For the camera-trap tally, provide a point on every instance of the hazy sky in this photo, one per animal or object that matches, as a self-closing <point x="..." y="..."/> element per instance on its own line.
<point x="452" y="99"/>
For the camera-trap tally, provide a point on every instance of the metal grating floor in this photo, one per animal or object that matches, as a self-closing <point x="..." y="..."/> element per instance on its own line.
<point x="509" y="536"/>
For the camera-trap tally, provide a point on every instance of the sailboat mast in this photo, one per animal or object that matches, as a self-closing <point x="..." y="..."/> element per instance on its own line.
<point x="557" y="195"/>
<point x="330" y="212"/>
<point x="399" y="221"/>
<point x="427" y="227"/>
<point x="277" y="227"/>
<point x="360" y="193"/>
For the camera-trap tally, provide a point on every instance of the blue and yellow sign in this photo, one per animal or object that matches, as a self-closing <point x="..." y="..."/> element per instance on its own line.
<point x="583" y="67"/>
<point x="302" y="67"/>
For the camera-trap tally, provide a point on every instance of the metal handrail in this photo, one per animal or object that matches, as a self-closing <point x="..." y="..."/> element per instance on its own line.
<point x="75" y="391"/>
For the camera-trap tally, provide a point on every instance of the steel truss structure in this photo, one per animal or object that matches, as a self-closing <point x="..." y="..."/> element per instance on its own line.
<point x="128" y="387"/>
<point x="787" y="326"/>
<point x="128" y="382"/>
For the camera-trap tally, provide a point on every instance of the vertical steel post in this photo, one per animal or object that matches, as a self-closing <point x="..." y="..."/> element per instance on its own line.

....

* **Task brief**: From the records above, extract every entry exactly as given.

* **Solved problem**:
For the camera-trap tally, provide a point on every instance of the hazy sky in this photo, one per animal or object that matches, as a self-closing <point x="..." y="..."/> element per instance on its own line.
<point x="452" y="99"/>
For the camera-trap tally, provide a point on every instance of the metal grating floor in this photo, one per animal or object that matches, as a self-closing <point x="..." y="..."/> element per instance on its own line.
<point x="509" y="536"/>
For the camera-trap tally, provide a point on every instance of the sailboat mast in this photo, one per animal or object that matches, as a self-closing <point x="..." y="..."/> element per instance on its own line.
<point x="557" y="195"/>
<point x="330" y="212"/>
<point x="399" y="221"/>
<point x="427" y="227"/>
<point x="277" y="227"/>
<point x="360" y="193"/>
For the camera-trap tally, provide a point on every instance of the blue and yellow sign in this photo, one per animal or object that matches, as a self-closing <point x="..." y="..."/> element per instance on its own line.
<point x="583" y="67"/>
<point x="302" y="67"/>
For the camera-trap tally, provide a point on every instance of the metal handrail in this photo, one per animal or object that matches, as a self-closing <point x="..." y="..."/> element per instance on its own line.
<point x="75" y="391"/>
For the camera-trap tally, provide a point on every instance of the steel truss structure in this photo, one per animal or object that matches, as a self-closing <point x="..." y="..."/> element per instance on its own line.
<point x="128" y="387"/>
<point x="787" y="326"/>
<point x="128" y="382"/>
For the camera-trap tally, provide a point on every instance of the vertical steel post in this photo, one per animal or object that matches, as a self-closing <point x="..." y="..."/> element per instance on its own line.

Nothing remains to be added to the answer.